WHAT NEEDS TO BE DONE — Repeat the data verbatim, images excluded.

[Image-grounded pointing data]
··········

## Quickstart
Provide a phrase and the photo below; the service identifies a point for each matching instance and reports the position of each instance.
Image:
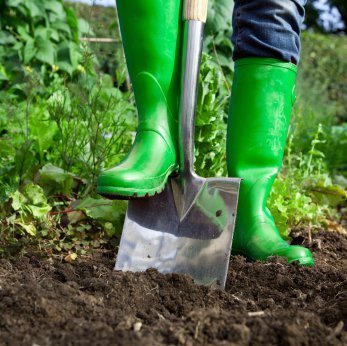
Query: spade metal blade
(188, 228)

··········

RESULT FOR THIS TASK —
## Quickstart
Provide a phrase and the photo below; the service identifies a point for each matching instance and reports the position of each instance.
Image:
Query: spade metal blade
(188, 228)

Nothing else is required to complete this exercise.